* **Data for this task**

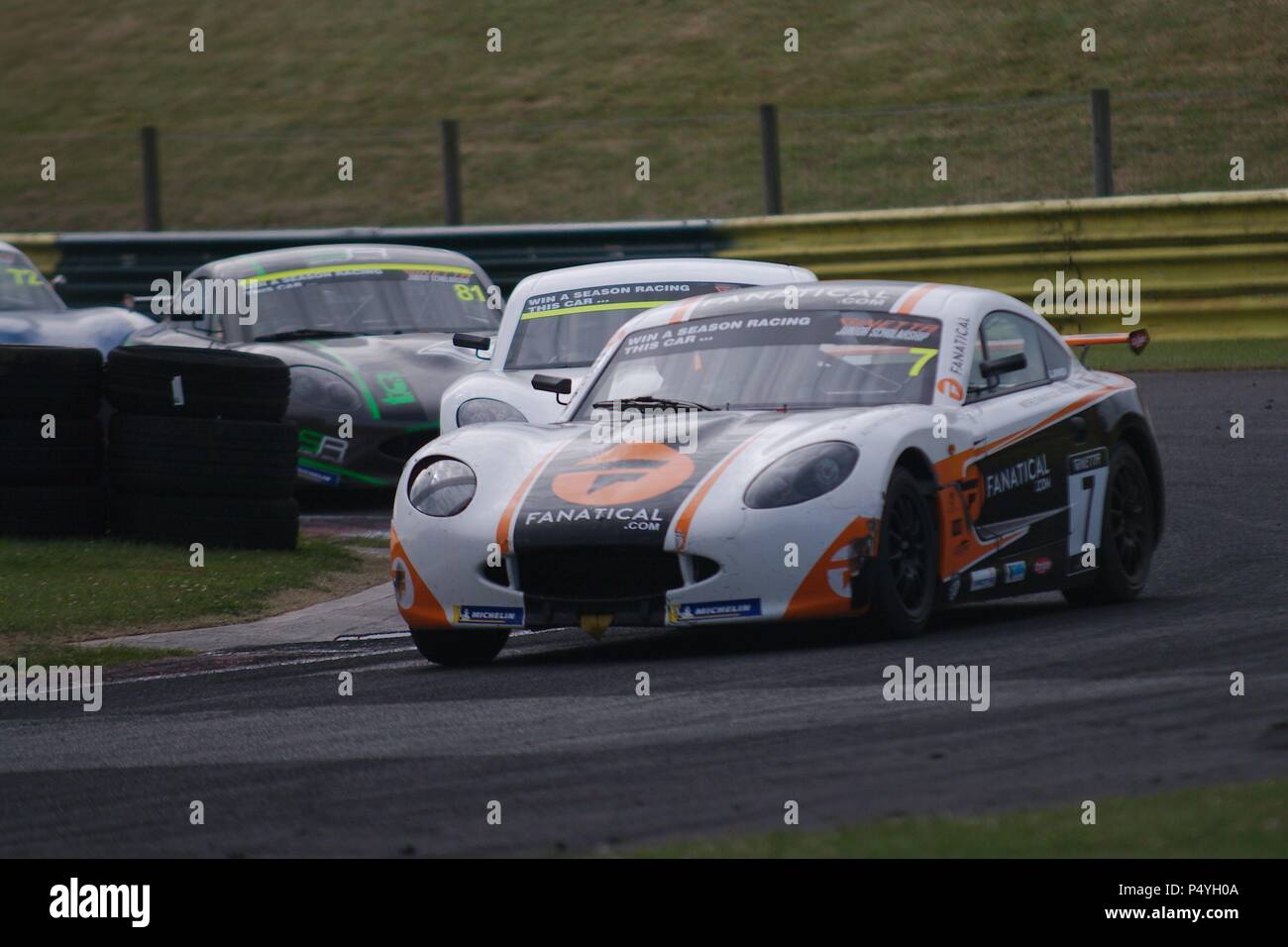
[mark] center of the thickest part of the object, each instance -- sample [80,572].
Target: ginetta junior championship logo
[623,474]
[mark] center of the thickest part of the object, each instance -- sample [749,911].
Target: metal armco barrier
[1210,264]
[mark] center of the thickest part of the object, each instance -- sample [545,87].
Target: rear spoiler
[1137,339]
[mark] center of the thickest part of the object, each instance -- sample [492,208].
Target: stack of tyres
[197,449]
[51,441]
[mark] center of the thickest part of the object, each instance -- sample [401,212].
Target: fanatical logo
[626,474]
[1030,471]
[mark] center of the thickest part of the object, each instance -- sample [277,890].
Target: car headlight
[321,388]
[477,410]
[442,487]
[803,474]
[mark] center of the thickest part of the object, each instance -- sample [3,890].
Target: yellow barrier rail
[40,249]
[1210,264]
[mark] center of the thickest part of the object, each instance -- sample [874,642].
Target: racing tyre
[46,512]
[456,648]
[902,578]
[75,455]
[213,521]
[197,382]
[37,380]
[201,457]
[1127,534]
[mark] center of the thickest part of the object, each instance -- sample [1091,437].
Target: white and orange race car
[836,450]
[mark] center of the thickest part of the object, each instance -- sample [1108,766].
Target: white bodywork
[793,562]
[513,385]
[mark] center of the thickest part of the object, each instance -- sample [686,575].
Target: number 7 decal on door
[1089,472]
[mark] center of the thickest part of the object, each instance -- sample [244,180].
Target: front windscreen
[568,329]
[369,299]
[22,287]
[777,360]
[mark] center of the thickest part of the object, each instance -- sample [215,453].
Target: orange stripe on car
[502,527]
[825,589]
[424,612]
[957,552]
[910,299]
[691,506]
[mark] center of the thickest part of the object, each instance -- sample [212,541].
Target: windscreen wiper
[304,334]
[649,401]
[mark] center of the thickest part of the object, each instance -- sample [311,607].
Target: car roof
[664,268]
[329,254]
[894,296]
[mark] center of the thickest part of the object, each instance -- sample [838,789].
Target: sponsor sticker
[1089,460]
[487,615]
[699,611]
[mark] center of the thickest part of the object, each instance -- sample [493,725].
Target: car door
[1028,438]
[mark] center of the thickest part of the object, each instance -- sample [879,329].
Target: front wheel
[458,648]
[903,574]
[1127,534]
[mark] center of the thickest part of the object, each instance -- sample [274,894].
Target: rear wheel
[903,574]
[1127,534]
[456,647]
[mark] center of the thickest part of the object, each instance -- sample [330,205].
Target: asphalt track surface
[1086,703]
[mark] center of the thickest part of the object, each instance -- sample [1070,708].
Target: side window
[1006,334]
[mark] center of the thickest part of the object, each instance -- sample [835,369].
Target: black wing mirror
[553,382]
[1003,367]
[472,342]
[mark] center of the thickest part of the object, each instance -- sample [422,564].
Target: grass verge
[1181,355]
[54,592]
[1245,821]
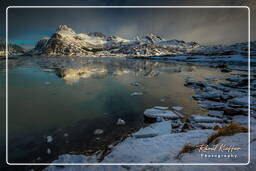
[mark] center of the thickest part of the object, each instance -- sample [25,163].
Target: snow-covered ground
[163,141]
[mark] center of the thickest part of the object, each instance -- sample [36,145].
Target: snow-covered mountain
[13,49]
[66,42]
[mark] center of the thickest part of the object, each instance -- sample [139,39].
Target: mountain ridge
[66,42]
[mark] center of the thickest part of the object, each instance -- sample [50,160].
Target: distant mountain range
[66,42]
[13,49]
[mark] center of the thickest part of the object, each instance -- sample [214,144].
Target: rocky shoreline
[172,138]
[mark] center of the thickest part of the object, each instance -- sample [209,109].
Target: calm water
[57,96]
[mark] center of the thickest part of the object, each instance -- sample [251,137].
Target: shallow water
[53,96]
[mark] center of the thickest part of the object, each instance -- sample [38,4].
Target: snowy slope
[66,42]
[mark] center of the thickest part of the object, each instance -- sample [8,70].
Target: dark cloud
[208,26]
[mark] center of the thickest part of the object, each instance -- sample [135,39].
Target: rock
[241,119]
[98,132]
[135,84]
[120,122]
[159,128]
[47,83]
[159,119]
[225,70]
[69,158]
[185,75]
[154,113]
[216,113]
[234,111]
[239,101]
[49,151]
[210,95]
[211,105]
[162,100]
[136,94]
[178,108]
[205,119]
[49,139]
[207,125]
[110,146]
[161,107]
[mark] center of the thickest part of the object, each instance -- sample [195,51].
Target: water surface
[75,96]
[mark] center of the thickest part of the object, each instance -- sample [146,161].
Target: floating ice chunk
[161,107]
[49,151]
[206,119]
[136,94]
[178,108]
[47,83]
[98,132]
[154,113]
[120,122]
[159,128]
[49,139]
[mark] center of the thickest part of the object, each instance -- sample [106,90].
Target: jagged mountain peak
[65,28]
[152,38]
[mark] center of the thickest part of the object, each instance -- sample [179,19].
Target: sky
[206,26]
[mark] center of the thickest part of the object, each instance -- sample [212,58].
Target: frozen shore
[165,141]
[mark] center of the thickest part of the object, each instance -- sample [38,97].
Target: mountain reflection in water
[53,96]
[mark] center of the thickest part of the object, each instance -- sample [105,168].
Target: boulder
[205,119]
[154,113]
[120,122]
[216,113]
[159,128]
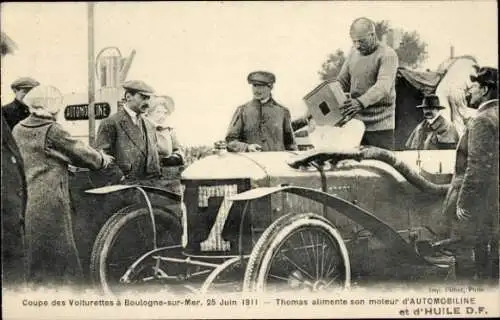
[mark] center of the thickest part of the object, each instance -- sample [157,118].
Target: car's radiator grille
[212,220]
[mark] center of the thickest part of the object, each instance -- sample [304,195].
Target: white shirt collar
[131,113]
[265,100]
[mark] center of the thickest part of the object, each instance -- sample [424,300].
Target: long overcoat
[47,149]
[474,186]
[14,199]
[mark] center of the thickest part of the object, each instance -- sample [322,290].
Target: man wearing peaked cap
[138,87]
[434,132]
[17,110]
[471,206]
[261,124]
[129,138]
[261,77]
[14,197]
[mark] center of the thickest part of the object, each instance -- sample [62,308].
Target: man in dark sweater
[17,110]
[369,75]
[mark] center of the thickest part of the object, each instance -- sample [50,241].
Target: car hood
[229,165]
[264,165]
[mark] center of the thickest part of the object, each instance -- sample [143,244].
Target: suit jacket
[441,134]
[136,155]
[268,125]
[14,196]
[474,186]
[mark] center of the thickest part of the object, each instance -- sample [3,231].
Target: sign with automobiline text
[102,110]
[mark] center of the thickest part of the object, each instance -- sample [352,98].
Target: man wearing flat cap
[434,132]
[17,110]
[261,124]
[471,206]
[129,138]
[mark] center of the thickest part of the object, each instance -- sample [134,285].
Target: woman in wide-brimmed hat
[169,148]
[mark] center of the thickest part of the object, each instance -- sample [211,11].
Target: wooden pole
[91,77]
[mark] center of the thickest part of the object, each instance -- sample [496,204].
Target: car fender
[122,187]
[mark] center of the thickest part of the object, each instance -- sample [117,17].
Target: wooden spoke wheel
[124,239]
[301,252]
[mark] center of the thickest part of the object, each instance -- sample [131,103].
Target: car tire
[276,236]
[110,234]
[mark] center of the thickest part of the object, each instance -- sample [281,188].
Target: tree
[412,51]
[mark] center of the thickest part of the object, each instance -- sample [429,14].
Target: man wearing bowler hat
[129,138]
[17,110]
[261,124]
[471,206]
[434,132]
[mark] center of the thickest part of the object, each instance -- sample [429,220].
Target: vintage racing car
[304,220]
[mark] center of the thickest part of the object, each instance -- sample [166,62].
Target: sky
[200,53]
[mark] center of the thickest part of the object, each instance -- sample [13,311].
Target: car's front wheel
[298,252]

* **Given task**
Quote every line from the line containing "-- sample [352,98]." through the closing line of the listing, including both.

* **Written solution**
[mark] center of the thickest part of the object, each instance -- sample [352,98].
Target: man wearing flat cap
[434,132]
[17,110]
[261,124]
[471,206]
[129,138]
[mark] center of the thickest part of the object, each instance -- sample [134,285].
Target: woman in wide-brimmed hat
[169,148]
[mark] center of the thickest part of the object, each instance -- sample [211,11].
Target: wooden pole
[91,77]
[mark] center of the thickest part of the object, each instance -- sample [496,204].
Target: car fender
[122,187]
[mark] center of the thickest part of the object, each instance -- sample [117,17].
Target: wooden spoke wheel
[124,239]
[301,252]
[mark] center of the thickest part of the object, each instance -- sample [131,103].
Target: car tire
[276,236]
[110,234]
[mark] center of the thickest part of the object, each instance -- sample [281,188].
Target: tree
[412,51]
[mark] center of the thickest part of the object, each instance -- sample [429,14].
Target: man wearing bowler hat
[129,138]
[17,110]
[261,124]
[471,206]
[434,132]
[mark] center of the thickest part of the object, each instance -- sample [429,220].
Target: vintage racing car
[304,220]
[mark] center of the thickest part of the object, each instance -- sample [166,62].
Target: sky
[200,53]
[mark] center of the thickest part of the object, each instance -- sample [13,311].
Target: car's front wheel
[298,252]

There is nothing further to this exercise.